# Start of Available records
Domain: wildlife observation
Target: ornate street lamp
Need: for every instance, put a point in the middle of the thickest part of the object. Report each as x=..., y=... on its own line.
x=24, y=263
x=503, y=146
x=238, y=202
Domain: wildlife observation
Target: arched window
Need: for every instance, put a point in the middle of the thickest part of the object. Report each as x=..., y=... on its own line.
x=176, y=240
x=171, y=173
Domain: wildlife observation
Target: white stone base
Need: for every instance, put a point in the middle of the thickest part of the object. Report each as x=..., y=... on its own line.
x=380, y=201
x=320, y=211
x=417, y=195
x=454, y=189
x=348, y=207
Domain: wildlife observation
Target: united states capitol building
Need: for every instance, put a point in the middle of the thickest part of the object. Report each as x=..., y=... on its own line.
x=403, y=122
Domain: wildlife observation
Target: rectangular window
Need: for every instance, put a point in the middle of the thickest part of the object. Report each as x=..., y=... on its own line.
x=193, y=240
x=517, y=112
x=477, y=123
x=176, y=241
# End of Available records
Retype every line of the material above without any changes.

- Solution -
Domain: wildlife observation
Target: ornate street lamp
Need: for every instance, put a point in the middle of the thickest part of the object. Report each as x=..., y=... on its own line.
x=24, y=263
x=503, y=146
x=238, y=202
Domain: wildlife observation
Target: arched window
Need: for every instance, put a point in the middle of the thickest part of the object. Report each as x=..., y=... on its own line.
x=176, y=240
x=171, y=173
Domain: wildlife observation
Target: white stone base
Need: for every instance, put a point in the middle of the thickest part of the object. Report each as x=..., y=... on its own line.
x=380, y=201
x=320, y=211
x=417, y=195
x=454, y=189
x=348, y=207
Domain: wildlife observation
Target: united states capitol building
Need: for every instance, put a point in the middle of the thickest part of the object. Report each as x=..., y=... on its own line.
x=403, y=122
Domain: wildlife observation
Target: rectangular window
Need: for every instance, put a point in the middle of the thickest part of the object. Report each as x=..., y=... on its own line.
x=193, y=240
x=517, y=112
x=477, y=123
x=176, y=241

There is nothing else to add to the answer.